- **What the exercise asks**
Give back the letters to the editor below in full, word for word.

- **Excerpted text**
---
I cannot accept that Jackson County Administrator Danny Jordan did not see problems coming with PERS payments and declining property tax revenue, as he negotiated and accepted perks for himself that people in our county cannot afford.
Pointing the finger now at public employee unions and wringing his hands has me betting this public employee will leave for greener pastures soon, now that the well is going dry. If Danny Jordan sticks around to fix the problem, then and only then will he have earned his income extras, in my opinion. He could also choose to return his perks in the form of monetary compensation to the county before finding another job. — S. Ducharme, Central Point
Kudos to the Medford police for its swift action in apprehending a suspect who allegedly shot at teenagers recently on the Greenway. The officers' strong response and swift effort may just have averted harm to even more citizens.
Kudos to the downtown Medford revival effort. As was noted in a letter to the editor on Feb. 24, eating in downtown is highly recommended. I can second that, as I have tried several restaurants and have yet to be disapointed.
I took my father out for his 85th birthday to dinner downtown Monday night. The service was excellent, food fantastic, atmosphere exceptional and parking a breeze, and I have found the same with all the places I have tried. So many more places to try! I encourage all to come on down. — Linda Hulse, Medford
I just finished reading the letter from Julia Sommer. She must never had known a victim of someone like Taylor or she would never have written her letter.
From the victim, the advocates, the police, and the judges, it has to be hard not to say more than they do. They see such horrible things done to children.
All of these people are supposed to not have emotions when they see what has been done to the victims. Well, surprise, they are humans and have the same emotions as anyone else. I would have said torture would be too good for someone like Taylor. — Judy Westcott, Talent
Regarding Ms. Snow's letter to the editor (Feb. 24): Can anyone tell me how the registration of firearms will reduce crime?
---
- **Data extract**
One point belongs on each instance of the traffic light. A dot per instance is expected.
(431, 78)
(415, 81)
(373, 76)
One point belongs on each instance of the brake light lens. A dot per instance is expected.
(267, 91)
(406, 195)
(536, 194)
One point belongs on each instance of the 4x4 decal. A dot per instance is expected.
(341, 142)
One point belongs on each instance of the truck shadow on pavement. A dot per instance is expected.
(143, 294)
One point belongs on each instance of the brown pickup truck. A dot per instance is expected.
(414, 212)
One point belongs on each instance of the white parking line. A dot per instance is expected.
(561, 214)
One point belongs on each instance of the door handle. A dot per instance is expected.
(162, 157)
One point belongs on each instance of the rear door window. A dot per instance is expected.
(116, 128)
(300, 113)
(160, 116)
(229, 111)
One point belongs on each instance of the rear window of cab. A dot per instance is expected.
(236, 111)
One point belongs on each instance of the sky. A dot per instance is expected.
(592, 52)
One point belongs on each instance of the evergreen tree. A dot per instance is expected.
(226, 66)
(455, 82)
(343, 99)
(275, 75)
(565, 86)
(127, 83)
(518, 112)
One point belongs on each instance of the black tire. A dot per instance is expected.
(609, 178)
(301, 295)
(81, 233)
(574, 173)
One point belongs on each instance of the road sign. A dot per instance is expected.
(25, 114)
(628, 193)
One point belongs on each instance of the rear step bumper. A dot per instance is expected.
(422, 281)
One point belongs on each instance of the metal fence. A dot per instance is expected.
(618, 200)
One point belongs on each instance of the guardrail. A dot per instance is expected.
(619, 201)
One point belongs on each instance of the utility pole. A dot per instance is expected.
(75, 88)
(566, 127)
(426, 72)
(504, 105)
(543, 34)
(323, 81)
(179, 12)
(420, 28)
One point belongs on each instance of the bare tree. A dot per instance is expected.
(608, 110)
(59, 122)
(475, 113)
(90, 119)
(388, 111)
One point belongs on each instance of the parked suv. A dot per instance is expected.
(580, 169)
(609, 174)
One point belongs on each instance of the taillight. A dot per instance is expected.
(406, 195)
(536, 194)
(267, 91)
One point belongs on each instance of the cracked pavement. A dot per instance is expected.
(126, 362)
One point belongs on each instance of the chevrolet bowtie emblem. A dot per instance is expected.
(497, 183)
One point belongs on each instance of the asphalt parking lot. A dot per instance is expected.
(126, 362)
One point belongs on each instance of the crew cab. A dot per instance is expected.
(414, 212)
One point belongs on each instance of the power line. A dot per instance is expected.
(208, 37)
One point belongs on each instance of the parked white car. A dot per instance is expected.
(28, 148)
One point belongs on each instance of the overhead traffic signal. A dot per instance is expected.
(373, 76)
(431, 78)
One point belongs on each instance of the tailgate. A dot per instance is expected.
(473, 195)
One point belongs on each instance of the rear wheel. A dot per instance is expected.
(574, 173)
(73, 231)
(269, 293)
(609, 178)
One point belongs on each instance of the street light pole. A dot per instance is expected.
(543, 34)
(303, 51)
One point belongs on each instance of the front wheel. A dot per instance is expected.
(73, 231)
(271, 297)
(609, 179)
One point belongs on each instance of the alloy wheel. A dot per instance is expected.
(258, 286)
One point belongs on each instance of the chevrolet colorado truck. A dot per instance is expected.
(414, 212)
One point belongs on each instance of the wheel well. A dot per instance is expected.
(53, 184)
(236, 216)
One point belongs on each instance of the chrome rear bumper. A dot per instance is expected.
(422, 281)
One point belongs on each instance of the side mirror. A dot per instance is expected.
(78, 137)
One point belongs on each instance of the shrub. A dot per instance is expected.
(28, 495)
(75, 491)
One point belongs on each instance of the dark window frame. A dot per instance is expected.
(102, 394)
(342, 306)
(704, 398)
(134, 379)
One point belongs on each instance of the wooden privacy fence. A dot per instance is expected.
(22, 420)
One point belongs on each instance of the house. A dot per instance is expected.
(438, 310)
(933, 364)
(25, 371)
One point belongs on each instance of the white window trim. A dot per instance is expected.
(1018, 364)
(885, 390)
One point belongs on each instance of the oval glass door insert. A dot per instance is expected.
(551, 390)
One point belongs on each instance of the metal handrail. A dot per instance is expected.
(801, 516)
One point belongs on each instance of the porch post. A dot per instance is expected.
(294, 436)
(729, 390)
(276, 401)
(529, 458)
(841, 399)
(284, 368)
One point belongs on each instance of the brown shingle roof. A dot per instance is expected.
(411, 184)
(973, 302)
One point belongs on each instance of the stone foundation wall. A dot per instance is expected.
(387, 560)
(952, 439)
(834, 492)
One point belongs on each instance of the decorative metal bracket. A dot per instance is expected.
---
- **Solution below**
I cannot accept that Jackson County Administrator Danny Jordan did not see problems coming with PERS payments and declining property tax revenue, as he negotiated and accepted perks for himself that people in our county cannot afford.
Pointing the finger now at public employee unions and wringing his hands has me betting this public employee will leave for greener pastures soon, now that the well is going dry. If Danny Jordan sticks around to fix the problem, then and only then will he have earned his income extras, in my opinion. He could also choose to return his perks in the form of monetary compensation to the county before finding another job. — S. Ducharme, Central Point
Kudos to the Medford police for its swift action in apprehending a suspect who allegedly shot at teenagers recently on the Greenway. The officers' strong response and swift effort may just have averted harm to even more citizens.
Kudos to the downtown Medford revival effort. As was noted in a letter to the editor on Feb. 24, eating in downtown is highly recommended. I can second that, as I have tried several restaurants and have yet to be disapointed.
I took my father out for his 85th birthday to dinner downtown Monday night. The service was excellent, food fantastic, atmosphere exceptional and parking a breeze, and I have found the same with all the places I have tried. So many more places to try! I encourage all to come on down. — Linda Hulse, Medford
I just finished reading the letter from Julia Sommer. She must never had known a victim of someone like Taylor or she would never have written her letter.
From the victim, the advocates, the police, and the judges, it has to be hard not to say more than they do. They see such horrible things done to children.
All of these people are supposed to not have emotions when they see what has been done to the victims. Well, surprise, they are humans and have the same emotions as anyone else. I would have said torture would be too good for someone like Taylor. — Judy Westcott, Talent
Regarding Ms. Snow's letter to the editor (Feb. 24): Can anyone tell me how the registration of firearms will reduce crime?